(Saved data entries)
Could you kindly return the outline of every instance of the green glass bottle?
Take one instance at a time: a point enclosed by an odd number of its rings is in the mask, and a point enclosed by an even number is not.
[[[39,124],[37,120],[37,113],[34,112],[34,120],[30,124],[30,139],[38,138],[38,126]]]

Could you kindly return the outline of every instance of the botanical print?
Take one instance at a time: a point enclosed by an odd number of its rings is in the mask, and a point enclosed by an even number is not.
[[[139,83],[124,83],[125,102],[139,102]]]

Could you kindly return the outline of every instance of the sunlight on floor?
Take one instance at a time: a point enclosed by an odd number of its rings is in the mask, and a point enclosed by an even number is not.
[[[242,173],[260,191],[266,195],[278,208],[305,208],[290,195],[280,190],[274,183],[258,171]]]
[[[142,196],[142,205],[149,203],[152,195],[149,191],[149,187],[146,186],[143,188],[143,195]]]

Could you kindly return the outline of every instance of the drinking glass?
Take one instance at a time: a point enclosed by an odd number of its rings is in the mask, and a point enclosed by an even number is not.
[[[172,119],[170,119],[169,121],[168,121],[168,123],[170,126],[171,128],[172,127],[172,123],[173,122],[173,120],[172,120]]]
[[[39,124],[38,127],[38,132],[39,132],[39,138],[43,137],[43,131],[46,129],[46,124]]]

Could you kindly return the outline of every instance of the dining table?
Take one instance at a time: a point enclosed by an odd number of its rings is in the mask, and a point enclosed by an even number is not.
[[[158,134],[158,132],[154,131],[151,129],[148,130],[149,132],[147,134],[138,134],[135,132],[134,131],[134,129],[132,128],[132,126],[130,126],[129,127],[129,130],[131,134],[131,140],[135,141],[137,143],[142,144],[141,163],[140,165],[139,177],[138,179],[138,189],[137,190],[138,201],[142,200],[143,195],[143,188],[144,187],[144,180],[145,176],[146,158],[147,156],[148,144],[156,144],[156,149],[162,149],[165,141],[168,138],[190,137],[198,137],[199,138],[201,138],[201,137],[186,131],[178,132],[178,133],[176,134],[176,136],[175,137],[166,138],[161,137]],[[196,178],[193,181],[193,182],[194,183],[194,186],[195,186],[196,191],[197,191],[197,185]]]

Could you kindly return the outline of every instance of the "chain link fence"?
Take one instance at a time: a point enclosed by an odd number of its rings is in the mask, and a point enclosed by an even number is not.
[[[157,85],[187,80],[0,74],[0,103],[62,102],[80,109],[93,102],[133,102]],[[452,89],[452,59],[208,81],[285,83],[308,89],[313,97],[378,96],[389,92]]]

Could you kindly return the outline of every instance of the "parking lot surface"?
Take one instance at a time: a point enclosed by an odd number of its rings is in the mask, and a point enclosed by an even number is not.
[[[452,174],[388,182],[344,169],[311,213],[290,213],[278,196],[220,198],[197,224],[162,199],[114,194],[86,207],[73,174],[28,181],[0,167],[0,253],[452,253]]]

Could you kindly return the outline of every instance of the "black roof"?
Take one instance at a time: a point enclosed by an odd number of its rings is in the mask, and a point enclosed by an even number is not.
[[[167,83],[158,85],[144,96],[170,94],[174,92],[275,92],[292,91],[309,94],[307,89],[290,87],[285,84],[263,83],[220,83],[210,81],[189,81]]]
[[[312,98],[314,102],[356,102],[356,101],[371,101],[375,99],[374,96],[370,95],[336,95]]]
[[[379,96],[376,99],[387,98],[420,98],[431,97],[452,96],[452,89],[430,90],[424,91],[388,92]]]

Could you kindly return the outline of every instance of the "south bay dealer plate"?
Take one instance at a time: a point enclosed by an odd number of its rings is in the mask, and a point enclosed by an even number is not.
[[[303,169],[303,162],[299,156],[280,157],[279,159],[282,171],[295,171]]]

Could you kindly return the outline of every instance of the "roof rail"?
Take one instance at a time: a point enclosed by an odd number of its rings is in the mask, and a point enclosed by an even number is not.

### Requirement
Rewrite every one of these items, changing "outline" to "boundary" wherever it appears and leaving all else as it is.

### Answer to the task
Could you kindly return the boundary of every instance of the green glass bottle?
Take one instance at a time: a point enclosed by an odd number of its rings is in the mask, and a point enclosed by an even number is not.
[[[39,124],[37,120],[37,113],[34,112],[34,120],[30,124],[30,139],[38,138],[38,126]]]

Could you kindly return the boundary of every instance of the botanical print?
Take one instance at a time: a point enclosed by an odd number of its rings is in the mask, and a point enclosed by an even number is not.
[[[139,83],[124,83],[125,102],[139,102]]]

Could you kindly return the boundary of every instance of the sunlight on floor?
Take one instance at a time: a point enclosed by an odd number of its rings is in the mask, and a point enclosed by an even number is not.
[[[242,173],[260,191],[266,195],[278,208],[305,208],[290,195],[280,190],[274,183],[258,171]]]
[[[142,196],[142,205],[149,203],[152,195],[149,191],[149,187],[146,186],[143,188],[143,195]]]

Could you kindly return the boundary of every instance of the drinking glass?
Take one instance at a time: a point enclosed by an odd number of its rings is in the mask, and a point enclosed by an even number is not.
[[[172,119],[170,119],[169,121],[168,121],[168,123],[170,126],[171,128],[172,127],[172,123],[173,122],[173,120],[172,120]]]
[[[39,124],[38,127],[38,132],[39,132],[39,138],[43,137],[43,131],[46,129],[46,124]]]

Could you kindly return the boundary of every instance of the dining table?
Take one instance at a time: a point enclosed by an odd number of its rings is in the mask, and a point enclosed by an even number is not.
[[[158,134],[158,132],[154,131],[151,129],[148,130],[149,132],[147,134],[138,134],[135,132],[134,131],[134,129],[132,128],[132,126],[130,126],[129,127],[129,130],[131,134],[131,140],[135,141],[137,143],[142,144],[141,163],[140,165],[139,177],[138,179],[138,189],[137,190],[138,201],[142,200],[143,195],[143,188],[144,187],[144,180],[145,176],[146,158],[147,156],[148,144],[156,144],[156,149],[162,149],[165,141],[168,138],[190,137],[198,137],[199,138],[201,138],[201,137],[186,131],[178,132],[178,133],[176,134],[176,136],[175,137],[166,138],[161,137]],[[196,178],[193,181],[193,182],[194,183],[194,186],[195,186],[196,191],[197,191],[197,185]]]

Could you kindly return the boundary of every instance of the "chain link fence"?
Take one instance at a time: a point enclosed by an odd number of its rings is in the mask, and a point enclosed by an even number is not.
[[[157,85],[187,80],[0,74],[0,103],[62,102],[80,109],[93,102],[133,102]],[[452,89],[452,59],[208,81],[285,83],[308,89],[313,97],[378,96],[389,92]]]

Could you kindly return the boundary of every instance of the "parking lot surface"?
Take one instance at a time: a point enclosed by an odd number of its rings is in the mask, and a point enclosed by an even number is not.
[[[452,174],[388,182],[344,169],[311,213],[290,213],[278,196],[220,198],[197,224],[162,199],[114,194],[86,207],[73,174],[28,181],[0,167],[0,253],[452,253]]]

Could you kindly return the boundary of every instance of the "black roof"?
Take one instance at a time: a point enclosed by an odd number of its rings is in the mask, and a point enclosed by an even number is not.
[[[167,83],[158,85],[144,96],[170,94],[174,92],[275,92],[292,91],[309,94],[307,89],[290,87],[285,84],[263,83],[220,83],[210,81],[189,81]]]
[[[312,98],[314,102],[356,102],[356,101],[371,101],[375,99],[374,96],[370,95],[336,95]]]
[[[379,96],[376,99],[387,98],[420,98],[431,97],[452,96],[452,89],[430,90],[424,91],[388,92]]]

Could you kindly return the boundary of every instance of the "south bay dealer plate"?
Take one instance at a time: a point enclosed by an odd number of its rings is in the mask, and a point enclosed by an even number is not.
[[[303,169],[303,162],[299,156],[280,157],[279,159],[282,171],[295,171]]]

Could you kindly return the boundary of every instance of the "roof rail"?
Take one instance at a time: a point enclosed by an odd number of its rings is in the mask, and a point enclosed by an even number is not.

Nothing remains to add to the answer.